Air rage: Bad behavior at 30,000 feet
People do disgusting and disruptive things on airplanes. They show little regard or patience for fellow passengers and their needs. Inconsiderate behavior on the part of passengers can make air travel an unpleasant hassle for everyone. The 2014 annual Expedia Airplane Etiquette Study ranked the top on-board etiquette violators as reported by passengers:
- Rear Seat Kicker: cited by 67 per cent of study respondents
- Inattentive Parents: 64 per cent
- The Aromatic Passenger: 56 per cent
- The Audio Insensitive (talking or music): 51 per cent
- The Boozer: 50 per cent
- Chatty Cathy: 43 per cent
Consider that up to 16 million Americans may have Intermittent Explosive Disorder, which causes them lash out inappropriately at people and things – and that’s when they’re nowhere near an airport. The Federal Aviation Administration defines air rage as a passenger’s explosive and unpredictable behavior occasioned by congested travel, unexpected delays, or negative interactions with other passengers and flight personnel. From this point of view, the list of etiquette violators doesn’t really fall within the air rage definition. But from a psychological point of view, the story is different.
Mental air rage, silent epidemic
What safety and health officials call “explosive air rage” spills out into the public sphere for everyone to witness; these are the verbal attacks on passengers and personnel by someone yelling profanities, threats, complaints, and insults. “Mental air rage,” on the other hand, is emotional and private. Most people try to suppress mental air rage and prevent it from showing publicly for various reasons including fear, embarrassment, rational self control or compassion. It’s psychologically very real even though it’s far less visible than its explosive counterpart.

__ASSIGNMENT 1__.
Answer these questions from the air rage article:
(a) What percentage of study respondents cited the Rear Seat Kicker?
(b) How many Americans may have Intermittent Explosive Disorder?
(c) For what reasons do most people try to suppress mental air rage?
__ASSIGNMENT 2__. Print the air rage article from "Mental air rage, silent" up to and including "its explosive counterpart.".

__Point-per-instance localization records__.
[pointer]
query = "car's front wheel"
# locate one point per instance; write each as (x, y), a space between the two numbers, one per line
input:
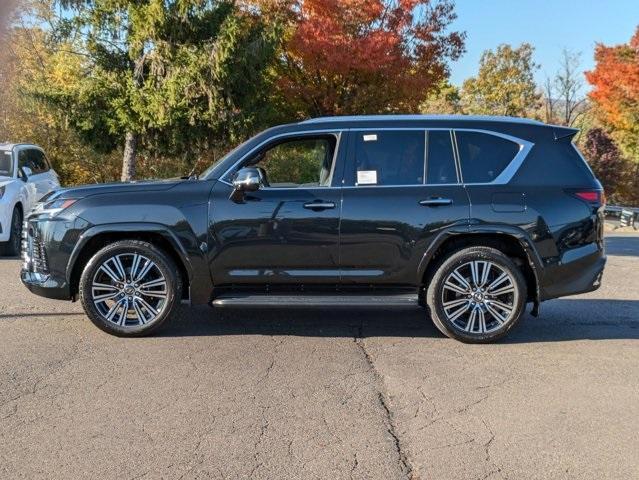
(130, 288)
(476, 295)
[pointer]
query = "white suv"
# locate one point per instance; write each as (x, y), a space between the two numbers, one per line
(25, 176)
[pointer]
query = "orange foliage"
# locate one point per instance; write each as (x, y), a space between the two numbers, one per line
(615, 82)
(366, 56)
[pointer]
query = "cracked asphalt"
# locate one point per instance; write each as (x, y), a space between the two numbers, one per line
(304, 394)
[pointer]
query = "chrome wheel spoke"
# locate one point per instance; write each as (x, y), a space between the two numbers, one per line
(498, 281)
(114, 276)
(471, 320)
(129, 289)
(138, 312)
(147, 267)
(503, 290)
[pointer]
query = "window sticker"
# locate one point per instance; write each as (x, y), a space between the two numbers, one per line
(367, 177)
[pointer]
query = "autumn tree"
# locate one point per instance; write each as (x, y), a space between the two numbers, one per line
(445, 99)
(564, 102)
(605, 159)
(505, 83)
(162, 77)
(365, 56)
(615, 82)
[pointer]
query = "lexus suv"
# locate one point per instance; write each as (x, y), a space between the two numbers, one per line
(471, 218)
(25, 176)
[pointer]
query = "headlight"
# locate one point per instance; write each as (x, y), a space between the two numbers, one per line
(54, 207)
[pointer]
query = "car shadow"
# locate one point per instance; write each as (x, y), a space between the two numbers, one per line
(623, 245)
(560, 320)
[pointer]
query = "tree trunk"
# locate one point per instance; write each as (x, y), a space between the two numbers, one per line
(129, 157)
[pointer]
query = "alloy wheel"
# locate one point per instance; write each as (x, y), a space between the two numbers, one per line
(129, 289)
(479, 297)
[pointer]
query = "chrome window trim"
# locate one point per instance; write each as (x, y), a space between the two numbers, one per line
(335, 132)
(503, 178)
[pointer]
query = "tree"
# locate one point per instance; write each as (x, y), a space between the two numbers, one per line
(365, 56)
(504, 84)
(445, 100)
(25, 61)
(163, 77)
(563, 100)
(615, 82)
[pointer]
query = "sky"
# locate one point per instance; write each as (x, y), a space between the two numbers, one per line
(546, 24)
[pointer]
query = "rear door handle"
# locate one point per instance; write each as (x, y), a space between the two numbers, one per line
(436, 202)
(319, 205)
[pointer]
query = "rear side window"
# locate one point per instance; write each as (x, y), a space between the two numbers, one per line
(6, 164)
(440, 160)
(483, 156)
(389, 157)
(38, 161)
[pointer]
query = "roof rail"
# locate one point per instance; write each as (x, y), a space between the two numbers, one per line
(475, 118)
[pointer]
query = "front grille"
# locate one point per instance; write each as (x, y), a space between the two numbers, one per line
(34, 254)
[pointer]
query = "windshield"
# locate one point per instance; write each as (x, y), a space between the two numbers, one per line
(6, 164)
(208, 171)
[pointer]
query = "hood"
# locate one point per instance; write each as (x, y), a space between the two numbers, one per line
(83, 191)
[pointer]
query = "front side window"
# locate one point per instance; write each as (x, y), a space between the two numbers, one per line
(301, 162)
(389, 157)
(38, 161)
(484, 156)
(6, 164)
(440, 159)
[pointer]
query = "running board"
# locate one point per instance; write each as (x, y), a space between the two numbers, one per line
(300, 300)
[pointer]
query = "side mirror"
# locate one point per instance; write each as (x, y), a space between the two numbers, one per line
(247, 179)
(26, 173)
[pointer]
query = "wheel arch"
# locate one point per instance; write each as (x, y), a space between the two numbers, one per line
(512, 241)
(99, 236)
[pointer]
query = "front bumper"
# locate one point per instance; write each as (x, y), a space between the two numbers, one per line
(44, 258)
(45, 285)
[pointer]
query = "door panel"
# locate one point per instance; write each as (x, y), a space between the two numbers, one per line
(287, 232)
(386, 228)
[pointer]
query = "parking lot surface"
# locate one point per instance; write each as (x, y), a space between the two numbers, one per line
(369, 394)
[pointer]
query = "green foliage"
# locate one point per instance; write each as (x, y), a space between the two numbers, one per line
(505, 83)
(184, 76)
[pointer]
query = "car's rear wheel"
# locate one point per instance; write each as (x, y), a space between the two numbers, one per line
(12, 247)
(130, 288)
(476, 295)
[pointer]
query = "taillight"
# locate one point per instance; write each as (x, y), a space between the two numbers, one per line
(595, 197)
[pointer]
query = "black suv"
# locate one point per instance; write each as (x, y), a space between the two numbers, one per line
(469, 217)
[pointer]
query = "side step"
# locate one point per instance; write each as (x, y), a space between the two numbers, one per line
(316, 300)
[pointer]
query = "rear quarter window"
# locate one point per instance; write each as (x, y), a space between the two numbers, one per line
(484, 156)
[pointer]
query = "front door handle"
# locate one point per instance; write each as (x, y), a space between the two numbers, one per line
(318, 205)
(436, 202)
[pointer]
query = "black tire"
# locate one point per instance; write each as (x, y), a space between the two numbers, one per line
(11, 248)
(165, 265)
(462, 258)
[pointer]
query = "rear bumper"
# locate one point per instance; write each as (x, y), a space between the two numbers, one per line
(580, 274)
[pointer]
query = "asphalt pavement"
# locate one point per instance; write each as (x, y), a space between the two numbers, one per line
(305, 394)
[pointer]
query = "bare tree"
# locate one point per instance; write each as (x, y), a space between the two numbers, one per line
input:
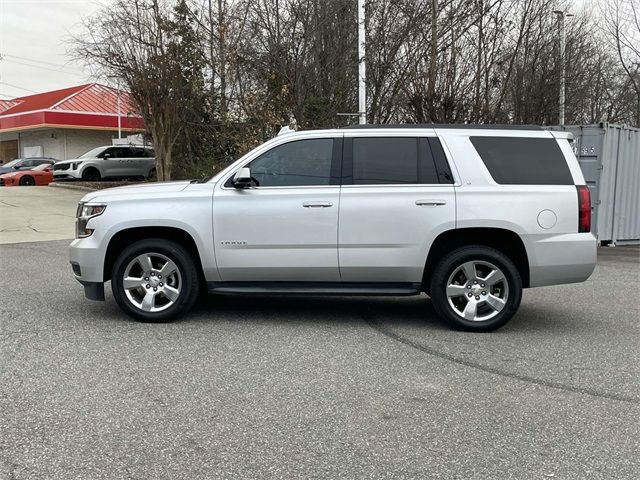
(622, 24)
(151, 48)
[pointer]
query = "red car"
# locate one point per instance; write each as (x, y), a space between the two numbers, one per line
(40, 175)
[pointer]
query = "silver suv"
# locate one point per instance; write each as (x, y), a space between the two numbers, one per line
(108, 162)
(469, 216)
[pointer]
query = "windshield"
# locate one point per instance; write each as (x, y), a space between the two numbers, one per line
(92, 153)
(41, 167)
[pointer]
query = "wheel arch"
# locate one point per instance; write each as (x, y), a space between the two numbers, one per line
(26, 176)
(127, 236)
(84, 168)
(506, 241)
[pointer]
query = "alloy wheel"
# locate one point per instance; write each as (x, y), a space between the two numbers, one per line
(152, 282)
(477, 290)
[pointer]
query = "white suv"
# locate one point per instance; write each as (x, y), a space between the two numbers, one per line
(108, 162)
(468, 215)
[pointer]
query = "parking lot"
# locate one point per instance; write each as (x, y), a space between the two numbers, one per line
(299, 387)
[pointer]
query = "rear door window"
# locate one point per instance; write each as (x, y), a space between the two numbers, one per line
(396, 160)
(523, 161)
(293, 164)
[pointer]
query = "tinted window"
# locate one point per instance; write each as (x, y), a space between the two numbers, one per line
(440, 161)
(523, 161)
(299, 163)
(119, 152)
(137, 152)
(393, 160)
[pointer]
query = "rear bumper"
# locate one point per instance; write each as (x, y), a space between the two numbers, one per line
(558, 259)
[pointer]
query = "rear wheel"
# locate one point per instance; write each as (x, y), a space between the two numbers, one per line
(91, 174)
(155, 280)
(27, 181)
(476, 288)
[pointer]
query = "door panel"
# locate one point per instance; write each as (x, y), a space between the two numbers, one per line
(277, 234)
(385, 232)
(397, 197)
(286, 227)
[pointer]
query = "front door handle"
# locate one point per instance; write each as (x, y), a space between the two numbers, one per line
(317, 204)
(430, 203)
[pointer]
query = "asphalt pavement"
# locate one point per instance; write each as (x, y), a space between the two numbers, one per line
(307, 387)
(34, 214)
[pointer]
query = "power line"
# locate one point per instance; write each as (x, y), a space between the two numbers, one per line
(19, 88)
(44, 68)
(33, 60)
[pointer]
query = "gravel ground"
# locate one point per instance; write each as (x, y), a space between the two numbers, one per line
(291, 387)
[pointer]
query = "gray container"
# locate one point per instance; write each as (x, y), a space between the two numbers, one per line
(609, 157)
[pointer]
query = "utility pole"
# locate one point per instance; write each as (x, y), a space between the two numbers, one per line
(119, 120)
(563, 42)
(362, 85)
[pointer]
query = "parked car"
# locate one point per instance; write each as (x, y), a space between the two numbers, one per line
(25, 164)
(40, 175)
(470, 216)
(108, 162)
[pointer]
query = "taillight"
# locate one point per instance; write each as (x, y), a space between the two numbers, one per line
(584, 208)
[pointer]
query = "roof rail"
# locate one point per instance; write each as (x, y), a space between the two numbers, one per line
(459, 126)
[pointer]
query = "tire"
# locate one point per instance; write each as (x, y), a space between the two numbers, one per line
(27, 181)
(91, 174)
(483, 303)
(171, 299)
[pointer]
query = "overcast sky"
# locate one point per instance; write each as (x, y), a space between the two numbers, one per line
(32, 44)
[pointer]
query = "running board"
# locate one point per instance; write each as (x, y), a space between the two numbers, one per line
(315, 288)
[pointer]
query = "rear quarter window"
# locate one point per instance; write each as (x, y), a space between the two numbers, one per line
(523, 161)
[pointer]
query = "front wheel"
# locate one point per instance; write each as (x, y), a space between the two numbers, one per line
(476, 288)
(155, 280)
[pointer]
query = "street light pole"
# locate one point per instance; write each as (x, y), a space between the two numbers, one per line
(362, 92)
(563, 42)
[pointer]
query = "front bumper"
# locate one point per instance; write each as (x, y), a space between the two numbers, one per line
(66, 175)
(558, 259)
(86, 256)
(93, 290)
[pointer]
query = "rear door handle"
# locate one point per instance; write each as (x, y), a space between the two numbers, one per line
(430, 203)
(317, 204)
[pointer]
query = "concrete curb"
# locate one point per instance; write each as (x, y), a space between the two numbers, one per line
(70, 186)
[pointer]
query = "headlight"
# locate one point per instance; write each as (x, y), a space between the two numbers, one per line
(84, 213)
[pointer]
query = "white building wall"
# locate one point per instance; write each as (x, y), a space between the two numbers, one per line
(63, 143)
(48, 139)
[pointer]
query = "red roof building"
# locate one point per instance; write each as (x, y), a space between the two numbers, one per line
(65, 123)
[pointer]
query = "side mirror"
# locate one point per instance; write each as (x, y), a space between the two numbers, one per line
(242, 178)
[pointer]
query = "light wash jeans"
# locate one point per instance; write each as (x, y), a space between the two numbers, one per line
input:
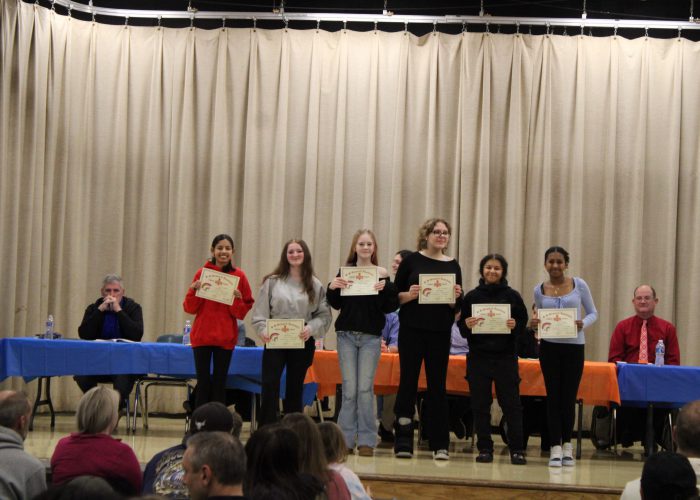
(358, 354)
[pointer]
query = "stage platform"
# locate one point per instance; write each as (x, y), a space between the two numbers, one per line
(599, 474)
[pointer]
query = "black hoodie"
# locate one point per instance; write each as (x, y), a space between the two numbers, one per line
(494, 345)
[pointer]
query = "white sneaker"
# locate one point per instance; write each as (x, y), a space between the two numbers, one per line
(555, 456)
(567, 459)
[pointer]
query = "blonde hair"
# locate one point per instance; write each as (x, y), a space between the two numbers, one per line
(98, 410)
(427, 228)
(352, 255)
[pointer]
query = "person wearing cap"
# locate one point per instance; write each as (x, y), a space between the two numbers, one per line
(164, 474)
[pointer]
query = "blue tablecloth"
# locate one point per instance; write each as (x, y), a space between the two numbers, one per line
(669, 386)
(31, 358)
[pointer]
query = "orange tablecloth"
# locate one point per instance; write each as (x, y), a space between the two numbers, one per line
(598, 384)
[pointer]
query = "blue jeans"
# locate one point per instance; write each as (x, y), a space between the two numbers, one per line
(358, 354)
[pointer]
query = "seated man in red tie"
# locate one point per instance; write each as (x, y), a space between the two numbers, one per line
(634, 341)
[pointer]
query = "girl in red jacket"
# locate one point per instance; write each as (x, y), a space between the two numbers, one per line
(215, 330)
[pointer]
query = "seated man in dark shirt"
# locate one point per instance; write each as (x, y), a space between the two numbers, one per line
(112, 316)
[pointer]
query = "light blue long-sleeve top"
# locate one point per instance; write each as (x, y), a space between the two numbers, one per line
(580, 295)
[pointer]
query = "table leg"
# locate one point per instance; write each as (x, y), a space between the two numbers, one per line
(649, 434)
(579, 434)
(40, 402)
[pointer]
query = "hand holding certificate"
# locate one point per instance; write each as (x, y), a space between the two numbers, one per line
(284, 333)
(217, 286)
(491, 318)
(360, 280)
(436, 289)
(557, 323)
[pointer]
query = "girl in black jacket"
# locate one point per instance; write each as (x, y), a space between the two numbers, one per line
(492, 358)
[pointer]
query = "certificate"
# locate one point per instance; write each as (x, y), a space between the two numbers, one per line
(361, 280)
(217, 286)
(557, 323)
(284, 333)
(491, 318)
(436, 288)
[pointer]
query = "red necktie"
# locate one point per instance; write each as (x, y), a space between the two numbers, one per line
(643, 349)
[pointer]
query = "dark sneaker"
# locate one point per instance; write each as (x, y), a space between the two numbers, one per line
(385, 435)
(403, 443)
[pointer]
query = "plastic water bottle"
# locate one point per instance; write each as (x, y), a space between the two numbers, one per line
(186, 333)
(48, 332)
(660, 353)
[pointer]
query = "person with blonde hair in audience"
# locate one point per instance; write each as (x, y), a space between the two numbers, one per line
(21, 475)
(92, 451)
(336, 454)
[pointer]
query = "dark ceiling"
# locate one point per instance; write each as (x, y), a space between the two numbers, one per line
(666, 10)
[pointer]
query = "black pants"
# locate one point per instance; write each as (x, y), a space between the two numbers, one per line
(297, 362)
(121, 383)
(481, 373)
(416, 346)
(211, 386)
(562, 367)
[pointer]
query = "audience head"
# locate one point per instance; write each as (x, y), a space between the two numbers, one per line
(434, 233)
(113, 286)
(82, 487)
(400, 255)
(493, 268)
(222, 250)
(687, 430)
(333, 442)
(15, 412)
(668, 476)
(98, 411)
(362, 237)
(212, 416)
(312, 458)
(274, 469)
(214, 463)
(644, 301)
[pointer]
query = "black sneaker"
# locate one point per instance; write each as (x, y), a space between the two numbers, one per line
(403, 442)
(385, 435)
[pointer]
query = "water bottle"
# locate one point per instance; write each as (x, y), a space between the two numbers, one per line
(186, 333)
(660, 352)
(48, 332)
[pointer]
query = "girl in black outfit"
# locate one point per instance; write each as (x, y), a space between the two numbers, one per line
(493, 358)
(425, 334)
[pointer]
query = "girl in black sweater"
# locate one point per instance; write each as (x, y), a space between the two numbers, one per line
(493, 358)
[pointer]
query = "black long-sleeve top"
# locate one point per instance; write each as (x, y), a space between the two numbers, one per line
(494, 344)
(363, 313)
(130, 321)
(432, 317)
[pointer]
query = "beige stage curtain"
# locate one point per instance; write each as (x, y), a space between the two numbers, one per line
(127, 149)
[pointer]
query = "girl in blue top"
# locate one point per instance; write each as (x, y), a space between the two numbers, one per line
(561, 360)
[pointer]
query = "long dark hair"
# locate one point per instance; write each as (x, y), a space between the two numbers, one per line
(273, 466)
(313, 456)
(494, 256)
(228, 267)
(307, 268)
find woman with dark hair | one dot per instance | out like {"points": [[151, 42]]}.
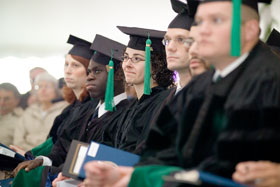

__SOLUTION 1__.
(a) 67 per cent
(b) Up to 16 million
(c) Fear, embarrassment, rational self control or compassion

__SOLUTION 2__.
Mental air rage, silent epidemic
What safety and health officials call “explosive air rage” spills out into the public sphere for everyone to witness; these are the verbal attacks on passengers and personnel by someone yelling profanities, threats, complaints, and insults. “Mental air rage,” on the other hand, is emotional and private. Most people try to suppress mental air rage and prevent it from showing publicly for various reasons including fear, embarrassment, rational self control or compassion. It’s psychologically very real even though it’s far less visible than its explosive counterpart.